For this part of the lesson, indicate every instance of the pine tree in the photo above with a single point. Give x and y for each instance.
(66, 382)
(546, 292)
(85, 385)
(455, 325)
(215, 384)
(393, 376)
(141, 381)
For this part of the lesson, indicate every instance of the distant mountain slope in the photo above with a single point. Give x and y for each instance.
────
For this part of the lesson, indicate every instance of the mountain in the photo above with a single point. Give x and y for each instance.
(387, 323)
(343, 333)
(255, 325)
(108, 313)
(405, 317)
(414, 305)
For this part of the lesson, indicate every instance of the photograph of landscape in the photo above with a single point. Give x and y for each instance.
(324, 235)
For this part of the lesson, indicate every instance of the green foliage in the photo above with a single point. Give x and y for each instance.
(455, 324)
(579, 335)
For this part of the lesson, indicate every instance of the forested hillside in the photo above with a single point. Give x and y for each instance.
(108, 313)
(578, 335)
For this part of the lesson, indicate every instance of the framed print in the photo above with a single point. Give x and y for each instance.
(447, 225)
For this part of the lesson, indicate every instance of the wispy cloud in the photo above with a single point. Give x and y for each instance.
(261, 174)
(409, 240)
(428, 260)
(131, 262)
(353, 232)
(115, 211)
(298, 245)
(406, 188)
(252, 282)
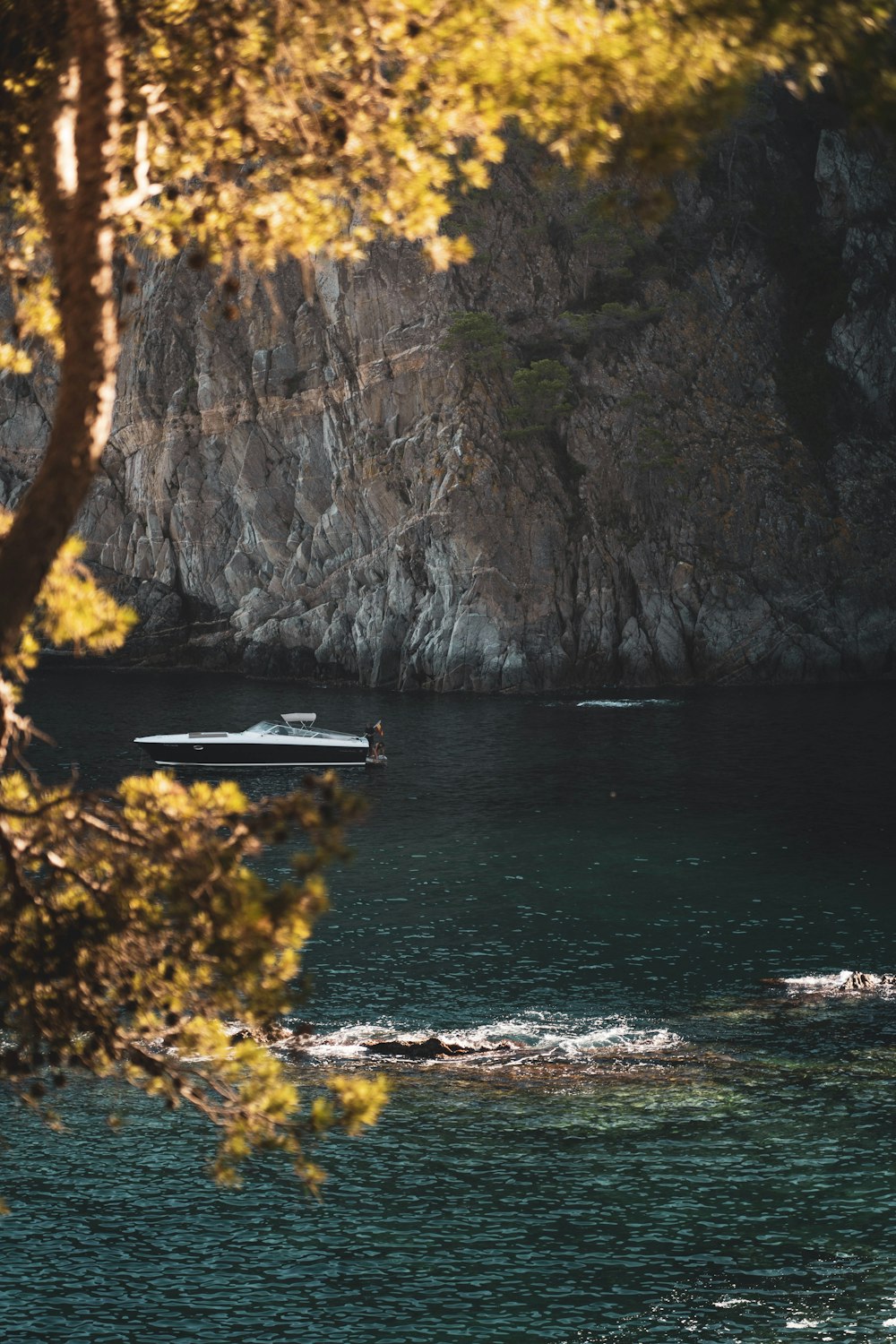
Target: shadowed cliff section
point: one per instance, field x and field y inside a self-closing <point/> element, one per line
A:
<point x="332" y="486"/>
────
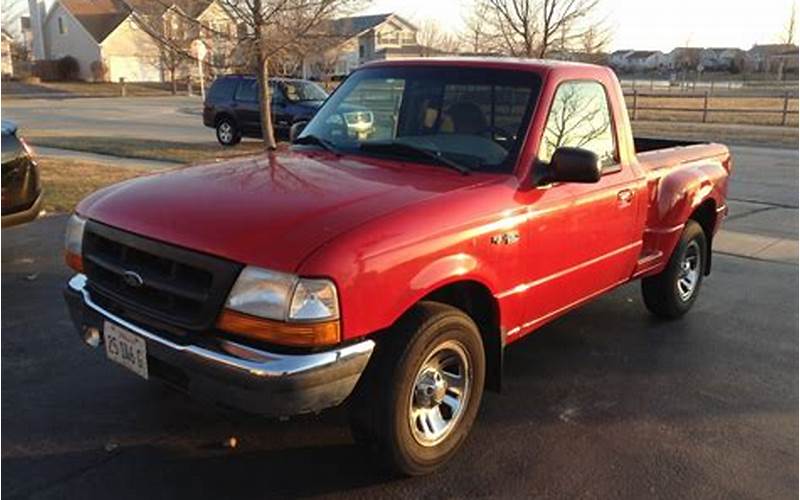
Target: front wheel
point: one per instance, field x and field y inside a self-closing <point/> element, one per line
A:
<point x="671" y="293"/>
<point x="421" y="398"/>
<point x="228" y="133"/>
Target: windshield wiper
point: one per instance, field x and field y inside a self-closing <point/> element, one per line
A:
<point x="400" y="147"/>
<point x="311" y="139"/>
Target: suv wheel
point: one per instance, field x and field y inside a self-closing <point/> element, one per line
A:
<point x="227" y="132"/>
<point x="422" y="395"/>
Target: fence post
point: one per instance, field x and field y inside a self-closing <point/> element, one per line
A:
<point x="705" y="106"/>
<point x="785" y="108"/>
────
Written request:
Please return the material above word for word, starting at the line that has "of the pine" and stopping after the line that has "of the distant".

Written response:
For this part of the lesson, indicate every instance of the pine tree in the photo above with a single point. Give x and y for each instance.
(66, 382)
(546, 292)
(85, 385)
(455, 325)
(215, 384)
(393, 376)
(141, 381)
For this part of the lesson, indicate every instance of the distant mountain slope in the photo above with a single point. Give x and y for each instance.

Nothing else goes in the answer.